*RECORD EXCERPTS*
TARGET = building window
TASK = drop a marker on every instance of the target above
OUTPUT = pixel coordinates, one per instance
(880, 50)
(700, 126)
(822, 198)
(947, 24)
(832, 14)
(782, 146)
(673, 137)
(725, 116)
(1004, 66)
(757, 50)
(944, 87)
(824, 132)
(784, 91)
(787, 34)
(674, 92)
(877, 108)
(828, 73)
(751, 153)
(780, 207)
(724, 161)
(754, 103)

*TASK*
Copy the lines above word for word, without changing anything.

*WRITTEN RESPONSE*
TARGET = building window
TASK = drop a marker on every instance of the target above
OUTPUT = pixel coordinates, one per instance
(880, 50)
(700, 126)
(822, 198)
(947, 24)
(832, 14)
(782, 146)
(673, 137)
(725, 116)
(1004, 66)
(757, 50)
(944, 87)
(824, 132)
(784, 91)
(787, 34)
(674, 92)
(877, 108)
(828, 73)
(751, 153)
(780, 207)
(724, 161)
(754, 103)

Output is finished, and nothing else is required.